The exercise | Please lay out all the rows below as a JSON list of strings, with one string per line and blank lines left out.

-- BEGIN Materials provided --

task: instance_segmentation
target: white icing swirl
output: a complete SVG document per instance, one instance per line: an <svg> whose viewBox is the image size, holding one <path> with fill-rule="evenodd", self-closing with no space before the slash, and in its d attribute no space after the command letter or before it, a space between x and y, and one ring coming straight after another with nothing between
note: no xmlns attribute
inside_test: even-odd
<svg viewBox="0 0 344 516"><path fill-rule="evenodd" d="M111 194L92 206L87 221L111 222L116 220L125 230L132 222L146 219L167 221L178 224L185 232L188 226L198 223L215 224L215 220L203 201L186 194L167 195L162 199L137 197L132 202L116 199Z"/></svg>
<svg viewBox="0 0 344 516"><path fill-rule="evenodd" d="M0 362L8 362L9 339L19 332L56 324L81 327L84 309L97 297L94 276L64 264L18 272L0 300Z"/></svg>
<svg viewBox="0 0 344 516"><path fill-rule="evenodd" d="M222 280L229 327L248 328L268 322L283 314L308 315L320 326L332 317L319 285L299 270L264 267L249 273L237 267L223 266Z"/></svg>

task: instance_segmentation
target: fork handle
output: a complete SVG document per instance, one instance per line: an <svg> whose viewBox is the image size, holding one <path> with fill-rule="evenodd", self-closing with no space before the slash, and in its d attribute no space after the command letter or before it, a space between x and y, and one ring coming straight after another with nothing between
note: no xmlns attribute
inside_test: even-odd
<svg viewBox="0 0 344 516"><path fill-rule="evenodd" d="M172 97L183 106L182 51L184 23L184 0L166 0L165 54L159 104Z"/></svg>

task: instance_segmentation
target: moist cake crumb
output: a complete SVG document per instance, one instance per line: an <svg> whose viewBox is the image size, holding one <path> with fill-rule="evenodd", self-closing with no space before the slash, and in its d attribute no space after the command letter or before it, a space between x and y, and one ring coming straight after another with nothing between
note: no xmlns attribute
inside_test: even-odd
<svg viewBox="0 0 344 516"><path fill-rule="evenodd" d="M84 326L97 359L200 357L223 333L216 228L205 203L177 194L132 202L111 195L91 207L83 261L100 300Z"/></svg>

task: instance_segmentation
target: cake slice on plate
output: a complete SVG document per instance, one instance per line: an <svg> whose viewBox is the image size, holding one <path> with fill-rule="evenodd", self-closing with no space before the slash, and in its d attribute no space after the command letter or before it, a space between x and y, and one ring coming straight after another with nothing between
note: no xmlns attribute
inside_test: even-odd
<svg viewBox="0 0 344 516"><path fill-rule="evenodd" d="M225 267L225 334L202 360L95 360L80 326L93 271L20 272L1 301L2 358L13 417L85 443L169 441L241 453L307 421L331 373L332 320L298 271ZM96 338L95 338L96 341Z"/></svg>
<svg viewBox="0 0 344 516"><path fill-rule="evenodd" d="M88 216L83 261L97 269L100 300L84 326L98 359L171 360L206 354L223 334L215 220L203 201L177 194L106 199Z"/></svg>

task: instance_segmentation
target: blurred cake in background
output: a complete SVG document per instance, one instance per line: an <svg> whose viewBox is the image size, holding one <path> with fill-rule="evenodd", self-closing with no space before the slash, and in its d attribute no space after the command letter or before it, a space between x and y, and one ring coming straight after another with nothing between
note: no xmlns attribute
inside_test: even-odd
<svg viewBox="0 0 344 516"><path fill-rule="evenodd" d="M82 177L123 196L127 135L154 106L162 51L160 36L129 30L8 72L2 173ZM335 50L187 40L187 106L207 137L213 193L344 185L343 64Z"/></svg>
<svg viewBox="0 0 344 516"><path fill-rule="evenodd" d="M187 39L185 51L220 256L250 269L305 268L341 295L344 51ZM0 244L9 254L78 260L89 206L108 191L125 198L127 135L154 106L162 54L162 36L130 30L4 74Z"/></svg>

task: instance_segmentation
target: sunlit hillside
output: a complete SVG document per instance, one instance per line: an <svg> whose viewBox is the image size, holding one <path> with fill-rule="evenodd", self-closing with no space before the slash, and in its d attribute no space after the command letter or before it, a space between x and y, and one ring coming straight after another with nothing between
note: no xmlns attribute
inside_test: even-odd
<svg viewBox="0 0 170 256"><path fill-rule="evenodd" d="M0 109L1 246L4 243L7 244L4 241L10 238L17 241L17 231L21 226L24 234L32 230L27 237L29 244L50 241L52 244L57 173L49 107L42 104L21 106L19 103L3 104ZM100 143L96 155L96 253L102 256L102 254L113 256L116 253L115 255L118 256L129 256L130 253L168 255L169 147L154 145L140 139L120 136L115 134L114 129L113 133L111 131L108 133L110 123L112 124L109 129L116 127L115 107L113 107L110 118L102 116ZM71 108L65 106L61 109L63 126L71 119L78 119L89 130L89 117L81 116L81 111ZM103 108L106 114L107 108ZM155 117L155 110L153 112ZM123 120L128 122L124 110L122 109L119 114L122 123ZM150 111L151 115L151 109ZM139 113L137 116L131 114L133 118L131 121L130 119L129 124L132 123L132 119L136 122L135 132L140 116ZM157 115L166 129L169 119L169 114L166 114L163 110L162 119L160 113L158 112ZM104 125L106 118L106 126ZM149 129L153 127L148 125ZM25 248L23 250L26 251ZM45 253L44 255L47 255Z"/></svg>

-- END Materials provided --

Finished answer |
[
  "task: instance_segmentation",
  "target: white icing swirl",
  "output: a complete SVG document per instance, one instance per line: an <svg> whose viewBox is the image size, holding one <path> with fill-rule=\"evenodd\", self-closing with no space before the slash, and in its d attribute no space after the command letter or before it, a space between x and y, and one ring coming straight after another with nothing between",
  "note: no xmlns attribute",
  "inside_test: even-odd",
  "<svg viewBox=\"0 0 344 516\"><path fill-rule=\"evenodd\" d=\"M111 194L92 206L87 221L111 222L116 220L125 230L132 222L146 219L167 221L178 224L185 232L188 226L198 223L215 224L215 220L203 201L186 194L167 195L162 199L137 197L132 202L116 199Z\"/></svg>",
  "<svg viewBox=\"0 0 344 516\"><path fill-rule=\"evenodd\" d=\"M0 362L8 362L9 339L19 332L56 324L81 327L84 309L97 297L94 276L64 264L18 272L0 300Z\"/></svg>",
  "<svg viewBox=\"0 0 344 516\"><path fill-rule=\"evenodd\" d=\"M222 280L229 327L248 328L268 322L283 314L308 315L320 326L332 317L319 285L299 270L264 267L249 273L237 267L223 266Z\"/></svg>",
  "task: instance_segmentation",
  "target: fork handle",
  "output: a complete SVG document per instance, one instance per line: an <svg> whose viewBox is the image size, holding one <path> with fill-rule=\"evenodd\", self-closing with no space before the slash, and in its d attribute no space after the command letter or before it, a space between x and y, and one ring coming straight after another with nothing between",
  "note: no xmlns attribute",
  "inside_test: even-odd",
  "<svg viewBox=\"0 0 344 516\"><path fill-rule=\"evenodd\" d=\"M172 97L183 106L182 51L184 23L184 0L166 0L165 54L159 104Z\"/></svg>",
  "task: instance_segmentation",
  "target: moist cake crumb",
  "output: a complete SVG document per instance, one instance per line: an <svg> whose viewBox is the image size, holding one <path> with fill-rule=\"evenodd\", self-closing with no space before the slash, and in its d attribute no space after the command letter or before it, a space between x and y, and one ring coming straight after another with nothing between",
  "note: no xmlns attribute",
  "inside_test: even-odd",
  "<svg viewBox=\"0 0 344 516\"><path fill-rule=\"evenodd\" d=\"M84 326L97 359L200 357L223 333L216 228L205 203L177 194L132 202L111 195L91 207L83 261L100 300Z\"/></svg>",
  "task: instance_segmentation",
  "target: cake slice on plate",
  "output: a complete SVG document per instance, one instance per line: an <svg> whose viewBox is the image size, holding one <path> with fill-rule=\"evenodd\", self-closing with no space before the slash, and in its d attribute no space after the command letter or before it, a space between x and y, and one ring coming straight after another with nothing between",
  "note: no xmlns attribute",
  "inside_test: even-odd",
  "<svg viewBox=\"0 0 344 516\"><path fill-rule=\"evenodd\" d=\"M225 267L225 334L202 360L95 360L80 326L93 271L20 272L1 301L2 358L13 417L85 443L169 441L241 453L307 421L331 373L332 320L298 271ZM96 338L95 338L96 341Z\"/></svg>",
  "<svg viewBox=\"0 0 344 516\"><path fill-rule=\"evenodd\" d=\"M88 216L83 261L97 269L100 300L84 326L98 359L171 360L206 354L223 334L215 220L203 201L177 194L106 199Z\"/></svg>",
  "task: instance_segmentation",
  "target: blurred cake in background",
  "output: a complete SVG document per instance, one instance per line: an <svg> whose viewBox is the image size, holding one <path> with fill-rule=\"evenodd\", self-closing with no space before the slash, and in its d attribute no space after the command letter or before it, a space between x and y, and one ring coming straight after another with nothing between",
  "note: no xmlns attribute",
  "inside_test: even-odd",
  "<svg viewBox=\"0 0 344 516\"><path fill-rule=\"evenodd\" d=\"M82 177L123 196L127 135L154 106L162 51L160 36L129 30L8 72L2 173ZM335 50L187 40L187 106L207 137L213 193L344 185L343 64Z\"/></svg>",
  "<svg viewBox=\"0 0 344 516\"><path fill-rule=\"evenodd\" d=\"M187 39L185 51L220 256L250 269L305 268L341 295L344 51ZM0 244L9 254L78 260L89 206L108 191L125 198L127 135L154 106L162 54L162 36L130 30L4 74Z\"/></svg>",
  "task: instance_segmentation",
  "target: sunlit hillside",
  "output: a complete SVG document per instance, one instance per line: an <svg> whose viewBox is the image size, holding one <path> with fill-rule=\"evenodd\", self-closing with no space before the slash, and in its d attribute no space after the command letter or before it, a space between x and y, and one ring coming straight after another with nothing between",
  "note: no xmlns attribute",
  "inside_test: even-odd",
  "<svg viewBox=\"0 0 170 256\"><path fill-rule=\"evenodd\" d=\"M0 109L1 246L4 243L7 244L4 241L10 238L17 241L17 231L21 226L24 234L32 230L27 237L29 244L50 241L52 244L57 173L49 107L42 104L21 106L19 103L3 104ZM100 143L96 155L96 253L102 256L102 254L113 256L116 253L115 255L118 256L129 256L130 253L168 255L169 147L154 145L140 139L120 136L115 134L114 129L113 133L111 131L108 133L110 123L112 124L109 129L116 127L115 107L113 107L110 118L102 116ZM71 108L65 106L61 109L63 126L71 119L78 119L89 130L89 117L81 116L81 111ZM103 108L106 114L107 108ZM155 117L155 110L153 112ZM123 120L128 122L124 110L122 109L119 114L122 123ZM150 111L151 115L151 109ZM139 113L137 116L131 114L133 118L131 121L130 119L129 124L132 123L132 119L136 122L135 132L140 116ZM157 115L166 129L169 119L169 114L166 114L163 110L162 119L160 113L158 112ZM104 125L106 118L106 126ZM149 129L153 127L148 125ZM25 248L23 250L26 251ZM45 253L44 255L47 255Z\"/></svg>"
]